Required work:
1. In the blog post on photography as a vocation, reproduce everything from "13 July 2012  If" down to "the others followed.".
2. Answer these about the blog post on photography as a vocation:
(a) Which camera was used to take the still life?
(b) After how long has the writer become very comfortable with that camera?
(c) Whose photographs of still-life subjects are described as a different Game with different inherent rules?
3. Write the next part of the blog post on photography as a vocation, picking up after its final sentence.

Supplied text:
------------------------
Saturday, July 14, 2012

What Calls is Vocation

13 July 2012  If Vocation is doing what calls you...  I didn't think the summer sun would ever reach this far into the room, or that I'd happen to see it.  Luckily, the paper-naptkin holder was empty.  This is what I saw first; the others followed.
Like all the other visual media, photography offers innumerable choices and products, both Absolute and Illustrative, based on personal vision and the use of selected tools (which may be imposed by availability).  One can no more take casual photos with most specialized cameras and their specific lenses than definitive scientific photos with miniature point-and-shoot or the newest cell phone.  Within one's budget and physical limitations (say, to climb or to carry heavy equipment) one decides what seems possible.  The still life here was taken with a Nikon S9100, one of a handful of quite remarkable tiny cameras currently available.
After a year I have become very comfortable with it.  Yesterday afternoon I was working with minimum available light, so I used some zoom to avoid wide-angle distortion (since I needed the wide angle to maximize aperture) while retaining as much depth of field as reasonably possible.
I keep a couple of cameras with charged batteries close at hand, just as someone documenting growing children might do.  Afternoon sunlight changes very quickly, and in this particular 'calling' of mine the feeling that light is both the object and the means of photography and its Absolute subject is the Game.  In my form of it (not mine alone, of course), neither the things involved nor their illumination should be altered, but used as seen.  That rule is inherent.  Irving Penn's great photographs of still-life subjects (tulips, playing cards, dead cigarettes, and all the rest) are a different Game with different inherent rules, though both, in my opinion, are Absolute rather than Illustrative (recognizability of the things involved being irrelevant to the distinction).
------------------------
Source data:
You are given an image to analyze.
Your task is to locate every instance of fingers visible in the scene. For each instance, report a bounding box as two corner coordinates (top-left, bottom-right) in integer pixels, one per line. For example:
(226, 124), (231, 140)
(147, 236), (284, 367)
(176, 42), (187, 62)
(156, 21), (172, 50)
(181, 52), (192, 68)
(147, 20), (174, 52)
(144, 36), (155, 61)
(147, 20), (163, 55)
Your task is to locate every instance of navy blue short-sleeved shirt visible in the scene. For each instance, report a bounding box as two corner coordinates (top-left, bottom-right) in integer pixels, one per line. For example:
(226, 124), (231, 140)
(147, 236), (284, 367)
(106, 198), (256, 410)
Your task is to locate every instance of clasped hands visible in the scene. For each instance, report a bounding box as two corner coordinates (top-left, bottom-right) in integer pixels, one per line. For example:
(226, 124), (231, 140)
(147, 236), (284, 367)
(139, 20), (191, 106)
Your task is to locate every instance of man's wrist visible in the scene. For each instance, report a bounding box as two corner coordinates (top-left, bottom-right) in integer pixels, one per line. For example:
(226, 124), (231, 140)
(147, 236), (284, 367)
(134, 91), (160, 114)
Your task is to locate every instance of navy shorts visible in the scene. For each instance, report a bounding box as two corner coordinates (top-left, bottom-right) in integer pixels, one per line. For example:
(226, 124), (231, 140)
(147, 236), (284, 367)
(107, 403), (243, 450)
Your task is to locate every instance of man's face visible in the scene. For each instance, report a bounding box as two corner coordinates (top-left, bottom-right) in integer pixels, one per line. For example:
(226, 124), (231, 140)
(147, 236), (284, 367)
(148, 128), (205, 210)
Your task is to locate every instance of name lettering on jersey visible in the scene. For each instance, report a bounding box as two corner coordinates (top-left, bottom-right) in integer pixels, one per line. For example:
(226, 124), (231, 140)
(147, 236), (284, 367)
------------------------
Answers for each item:
1.
13 July 2012  If Vocation is doing what calls you...  I didn't think the summer sun would ever reach this far into the room, or that I'd happen to see it.  Luckily, the paper-naptkin holder was empty.  This is what I saw first; the others followed.

2.
(a) A Nikon S9100.
(b) After a year.
(c) Irving Penn's.

3.
As I moved around the stuff on the end of the tabletop, the composition of vertical lines and diagonally dispersed almost melodic curved dark and light shapes became defined.  The image might not have enough light to be tolerably sharp, but it had to be taken, just as it presented itself.  So it heads this post.

Standing on a stool to look down, and zooming a bit more, an entirely different image, with all the shadows changing their shapes. 

This one had to be cropped a little at right, because the beam of sunlight hit the lucite too directly.  I liked adding the black dots provided by the old dime-store salt shaker.

For the record, to avoid distracting anyone by the question, the faux-moiré pattern is a box of Kleenex-brand tissues.
One of the most important things about this kind of photography is realizing that seeing color depends on light.  Our wonderful eyes and brain adjust to help us see the colors we expect or (in the wild) need to see, but the camera relies on supplementary light, floods or flash, for which fact I am very grateful,  because I have only to defeat the auto flash (and this camera, for which I am even more grateful, makes no flash the default) to obtain images as the camera chip (or formerly the film emulsion) registers them and which, to my eyes, have many of the virtues of both grayscale and color.  The chip does this better than any film ever did.  None of the special effects offered by post-processing programs give such subtlety as the camera itself, in response to nature, provides.
I leave to you to decide whether these images are interesting as such: Absolute.